--- Begin ---

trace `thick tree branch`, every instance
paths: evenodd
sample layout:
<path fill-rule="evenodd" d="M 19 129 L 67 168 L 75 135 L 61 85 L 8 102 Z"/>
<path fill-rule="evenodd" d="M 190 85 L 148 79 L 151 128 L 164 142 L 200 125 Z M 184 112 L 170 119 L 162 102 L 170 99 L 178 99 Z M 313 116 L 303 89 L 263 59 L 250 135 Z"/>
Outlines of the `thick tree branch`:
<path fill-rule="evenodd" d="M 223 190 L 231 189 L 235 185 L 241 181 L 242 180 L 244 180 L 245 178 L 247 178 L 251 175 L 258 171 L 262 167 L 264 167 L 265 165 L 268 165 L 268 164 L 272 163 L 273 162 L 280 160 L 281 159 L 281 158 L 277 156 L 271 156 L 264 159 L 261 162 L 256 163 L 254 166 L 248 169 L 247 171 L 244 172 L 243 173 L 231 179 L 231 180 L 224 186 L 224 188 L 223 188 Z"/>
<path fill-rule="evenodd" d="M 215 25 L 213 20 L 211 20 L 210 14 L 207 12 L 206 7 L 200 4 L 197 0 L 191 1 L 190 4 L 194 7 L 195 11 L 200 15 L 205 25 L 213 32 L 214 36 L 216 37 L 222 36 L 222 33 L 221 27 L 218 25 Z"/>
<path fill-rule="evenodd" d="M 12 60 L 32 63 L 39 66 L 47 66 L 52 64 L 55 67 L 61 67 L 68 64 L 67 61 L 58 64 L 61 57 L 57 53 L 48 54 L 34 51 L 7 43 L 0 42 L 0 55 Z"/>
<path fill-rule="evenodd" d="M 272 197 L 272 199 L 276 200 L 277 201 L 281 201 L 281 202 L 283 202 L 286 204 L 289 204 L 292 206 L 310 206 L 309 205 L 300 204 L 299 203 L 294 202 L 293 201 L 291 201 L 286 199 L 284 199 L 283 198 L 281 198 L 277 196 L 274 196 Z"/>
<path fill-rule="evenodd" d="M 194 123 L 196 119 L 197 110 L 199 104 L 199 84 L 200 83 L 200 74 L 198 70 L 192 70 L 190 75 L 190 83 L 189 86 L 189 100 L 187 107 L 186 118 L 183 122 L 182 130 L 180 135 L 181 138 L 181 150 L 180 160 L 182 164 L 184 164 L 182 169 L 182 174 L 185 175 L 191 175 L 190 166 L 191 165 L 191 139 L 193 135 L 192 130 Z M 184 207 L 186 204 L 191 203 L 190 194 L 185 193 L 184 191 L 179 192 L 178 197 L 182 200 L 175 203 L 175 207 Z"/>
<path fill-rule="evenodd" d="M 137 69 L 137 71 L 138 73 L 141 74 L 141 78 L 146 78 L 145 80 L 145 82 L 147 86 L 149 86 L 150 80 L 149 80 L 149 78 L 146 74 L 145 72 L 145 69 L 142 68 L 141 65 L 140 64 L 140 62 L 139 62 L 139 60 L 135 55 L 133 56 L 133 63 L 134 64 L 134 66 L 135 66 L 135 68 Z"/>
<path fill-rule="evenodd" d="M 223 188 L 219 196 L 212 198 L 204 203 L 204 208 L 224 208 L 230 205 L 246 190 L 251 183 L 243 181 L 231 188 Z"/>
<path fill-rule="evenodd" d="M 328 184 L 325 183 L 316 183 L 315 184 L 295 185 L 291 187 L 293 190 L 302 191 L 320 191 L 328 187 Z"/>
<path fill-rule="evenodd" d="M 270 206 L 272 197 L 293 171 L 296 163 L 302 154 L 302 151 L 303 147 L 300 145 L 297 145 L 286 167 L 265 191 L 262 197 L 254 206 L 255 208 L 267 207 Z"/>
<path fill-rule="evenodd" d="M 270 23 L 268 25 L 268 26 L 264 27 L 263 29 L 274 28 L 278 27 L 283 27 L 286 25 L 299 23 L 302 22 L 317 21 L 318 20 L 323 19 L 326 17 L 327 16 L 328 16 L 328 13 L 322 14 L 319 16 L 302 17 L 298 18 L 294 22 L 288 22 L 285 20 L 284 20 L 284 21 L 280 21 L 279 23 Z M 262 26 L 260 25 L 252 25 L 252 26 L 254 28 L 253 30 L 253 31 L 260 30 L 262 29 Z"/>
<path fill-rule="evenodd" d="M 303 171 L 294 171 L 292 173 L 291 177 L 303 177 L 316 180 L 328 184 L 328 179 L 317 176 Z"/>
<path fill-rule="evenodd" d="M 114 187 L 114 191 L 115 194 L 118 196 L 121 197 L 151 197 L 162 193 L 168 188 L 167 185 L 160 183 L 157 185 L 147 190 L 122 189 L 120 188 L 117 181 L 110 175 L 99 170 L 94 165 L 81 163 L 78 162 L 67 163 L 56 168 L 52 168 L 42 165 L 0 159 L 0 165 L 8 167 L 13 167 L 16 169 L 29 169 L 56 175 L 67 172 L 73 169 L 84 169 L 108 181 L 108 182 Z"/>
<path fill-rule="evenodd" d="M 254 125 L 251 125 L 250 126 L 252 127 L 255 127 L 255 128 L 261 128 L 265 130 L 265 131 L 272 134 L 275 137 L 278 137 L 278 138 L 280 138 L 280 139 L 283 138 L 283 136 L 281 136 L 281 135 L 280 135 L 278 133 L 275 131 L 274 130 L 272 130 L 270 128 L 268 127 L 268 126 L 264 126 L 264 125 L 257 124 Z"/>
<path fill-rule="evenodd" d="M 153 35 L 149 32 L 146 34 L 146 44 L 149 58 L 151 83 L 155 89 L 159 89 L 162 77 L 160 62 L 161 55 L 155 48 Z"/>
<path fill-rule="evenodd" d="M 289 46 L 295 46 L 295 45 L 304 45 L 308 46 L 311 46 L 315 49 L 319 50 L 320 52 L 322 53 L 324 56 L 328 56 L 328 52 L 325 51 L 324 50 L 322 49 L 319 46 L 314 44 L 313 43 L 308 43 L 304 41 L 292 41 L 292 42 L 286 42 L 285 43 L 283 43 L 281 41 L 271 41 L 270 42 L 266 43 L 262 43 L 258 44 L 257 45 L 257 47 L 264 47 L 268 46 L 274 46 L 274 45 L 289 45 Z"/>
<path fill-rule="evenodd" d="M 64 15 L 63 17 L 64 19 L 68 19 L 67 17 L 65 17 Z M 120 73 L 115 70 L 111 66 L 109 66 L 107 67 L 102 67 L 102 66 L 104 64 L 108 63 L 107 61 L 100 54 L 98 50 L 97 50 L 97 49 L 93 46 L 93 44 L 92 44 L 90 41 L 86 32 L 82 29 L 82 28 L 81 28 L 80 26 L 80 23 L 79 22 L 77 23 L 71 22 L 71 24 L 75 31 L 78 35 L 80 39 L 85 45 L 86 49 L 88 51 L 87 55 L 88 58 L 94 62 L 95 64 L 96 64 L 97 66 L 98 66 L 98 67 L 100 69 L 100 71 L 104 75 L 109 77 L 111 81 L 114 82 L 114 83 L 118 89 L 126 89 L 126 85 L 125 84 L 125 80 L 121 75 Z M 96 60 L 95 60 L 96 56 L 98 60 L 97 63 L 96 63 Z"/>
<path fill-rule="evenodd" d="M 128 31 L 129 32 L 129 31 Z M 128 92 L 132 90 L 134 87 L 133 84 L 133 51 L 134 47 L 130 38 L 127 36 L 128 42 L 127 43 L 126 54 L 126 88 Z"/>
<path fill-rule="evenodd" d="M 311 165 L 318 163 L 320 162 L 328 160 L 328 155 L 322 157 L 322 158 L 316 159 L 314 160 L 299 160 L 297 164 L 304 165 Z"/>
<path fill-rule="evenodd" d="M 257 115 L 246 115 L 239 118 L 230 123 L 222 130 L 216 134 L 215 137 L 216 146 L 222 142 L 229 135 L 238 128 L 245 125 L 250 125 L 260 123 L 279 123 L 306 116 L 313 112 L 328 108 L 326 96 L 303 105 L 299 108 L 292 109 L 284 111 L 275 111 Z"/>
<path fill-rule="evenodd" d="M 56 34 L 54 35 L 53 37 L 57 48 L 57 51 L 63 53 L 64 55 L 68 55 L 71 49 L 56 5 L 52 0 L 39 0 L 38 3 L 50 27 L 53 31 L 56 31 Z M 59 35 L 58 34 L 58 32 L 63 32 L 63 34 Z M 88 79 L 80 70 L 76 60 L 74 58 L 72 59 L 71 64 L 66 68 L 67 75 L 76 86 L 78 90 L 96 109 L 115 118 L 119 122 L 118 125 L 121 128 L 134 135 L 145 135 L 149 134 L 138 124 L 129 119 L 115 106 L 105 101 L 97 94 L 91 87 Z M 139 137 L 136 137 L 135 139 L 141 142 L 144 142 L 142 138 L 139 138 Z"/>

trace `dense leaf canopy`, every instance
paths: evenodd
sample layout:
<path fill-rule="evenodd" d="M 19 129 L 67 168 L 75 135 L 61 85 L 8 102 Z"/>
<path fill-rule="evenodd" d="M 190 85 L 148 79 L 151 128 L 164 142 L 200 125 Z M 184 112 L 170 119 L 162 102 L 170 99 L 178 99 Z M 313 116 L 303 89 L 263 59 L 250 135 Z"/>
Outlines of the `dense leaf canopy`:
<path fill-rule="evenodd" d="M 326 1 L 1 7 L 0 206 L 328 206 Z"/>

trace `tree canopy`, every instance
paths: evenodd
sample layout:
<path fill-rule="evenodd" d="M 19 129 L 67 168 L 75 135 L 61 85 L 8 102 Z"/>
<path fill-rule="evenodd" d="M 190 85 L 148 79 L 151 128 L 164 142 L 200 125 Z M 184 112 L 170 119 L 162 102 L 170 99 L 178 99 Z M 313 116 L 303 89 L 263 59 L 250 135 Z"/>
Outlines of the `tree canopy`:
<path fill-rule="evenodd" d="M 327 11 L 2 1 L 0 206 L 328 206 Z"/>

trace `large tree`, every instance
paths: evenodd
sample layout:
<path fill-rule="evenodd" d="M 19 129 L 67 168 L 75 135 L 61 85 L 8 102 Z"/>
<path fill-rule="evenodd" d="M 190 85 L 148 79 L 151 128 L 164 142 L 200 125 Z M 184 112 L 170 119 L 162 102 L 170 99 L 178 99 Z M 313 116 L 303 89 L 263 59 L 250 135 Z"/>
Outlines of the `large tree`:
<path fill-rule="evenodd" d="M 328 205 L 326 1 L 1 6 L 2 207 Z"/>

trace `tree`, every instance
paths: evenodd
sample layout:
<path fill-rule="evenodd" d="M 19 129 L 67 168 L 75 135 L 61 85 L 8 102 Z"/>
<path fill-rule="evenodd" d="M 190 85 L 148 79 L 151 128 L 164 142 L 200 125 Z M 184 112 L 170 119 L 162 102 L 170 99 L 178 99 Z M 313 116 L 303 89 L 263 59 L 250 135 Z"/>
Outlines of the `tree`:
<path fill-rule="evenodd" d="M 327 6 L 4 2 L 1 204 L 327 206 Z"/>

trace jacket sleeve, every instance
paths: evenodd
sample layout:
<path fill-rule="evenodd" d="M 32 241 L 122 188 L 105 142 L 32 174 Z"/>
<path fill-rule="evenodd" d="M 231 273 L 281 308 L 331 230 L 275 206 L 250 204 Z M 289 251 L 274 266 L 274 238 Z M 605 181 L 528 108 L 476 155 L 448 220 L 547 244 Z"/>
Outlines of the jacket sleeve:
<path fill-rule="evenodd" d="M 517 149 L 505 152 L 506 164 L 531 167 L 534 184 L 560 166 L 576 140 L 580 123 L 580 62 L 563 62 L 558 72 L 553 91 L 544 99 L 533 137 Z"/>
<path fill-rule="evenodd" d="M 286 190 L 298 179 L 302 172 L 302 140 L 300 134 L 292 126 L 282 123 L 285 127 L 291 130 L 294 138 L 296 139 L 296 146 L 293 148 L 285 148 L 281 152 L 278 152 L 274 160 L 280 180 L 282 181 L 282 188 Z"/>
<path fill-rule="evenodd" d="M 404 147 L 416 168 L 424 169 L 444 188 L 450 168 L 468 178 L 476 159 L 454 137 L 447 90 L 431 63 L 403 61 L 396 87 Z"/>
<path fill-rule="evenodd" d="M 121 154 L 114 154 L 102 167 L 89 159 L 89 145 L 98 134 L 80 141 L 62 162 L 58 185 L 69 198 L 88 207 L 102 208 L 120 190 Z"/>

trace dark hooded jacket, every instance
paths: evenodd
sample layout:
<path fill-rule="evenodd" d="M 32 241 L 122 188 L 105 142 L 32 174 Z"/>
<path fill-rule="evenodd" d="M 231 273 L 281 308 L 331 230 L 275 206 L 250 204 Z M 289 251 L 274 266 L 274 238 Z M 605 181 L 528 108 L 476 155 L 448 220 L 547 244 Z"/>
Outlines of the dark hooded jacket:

--- End ---

WHAT THIS TASK INVOLVES - Repeat exactly the lines above, starting with the line that contains "trace dark hooded jacket, every instance" and ending with the last line, both included, and nothing else.

SOLUTION TO THIS EXERCISE -
trace dark hooded jacket, every instance
paths: evenodd
sample layout:
<path fill-rule="evenodd" d="M 32 241 L 122 188 L 105 142 L 32 174 Z"/>
<path fill-rule="evenodd" d="M 231 273 L 281 308 L 331 230 L 275 206 L 250 204 Z M 289 251 L 274 266 L 274 238 Z M 605 181 L 528 108 L 476 155 L 448 220 L 547 244 Z"/>
Outlines of the dark hooded jacket:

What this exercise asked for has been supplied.